*WORKING DATA*:
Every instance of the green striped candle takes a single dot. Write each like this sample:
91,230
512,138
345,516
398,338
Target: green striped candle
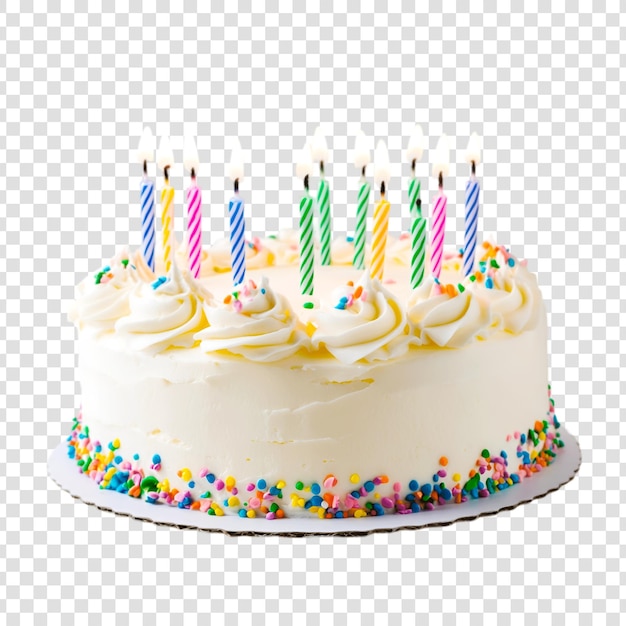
418,235
418,222
319,153
307,251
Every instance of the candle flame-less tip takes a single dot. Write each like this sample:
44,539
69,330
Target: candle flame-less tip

*ACTION ITEM*: Nothing but the pictures is to be left out; the rest of the listing should be copied exactly.

*ANSWER TO THIS PROBLEM*:
Every instance of the green striped candle takes a single dot. Write each like this sample:
91,230
512,138
345,516
398,338
Target: green striped candle
418,235
418,222
319,153
307,251
Every instance of the candle flame-less tip takes a single dot. Write each like this sample:
44,539
69,330
Target: candle flame-less tip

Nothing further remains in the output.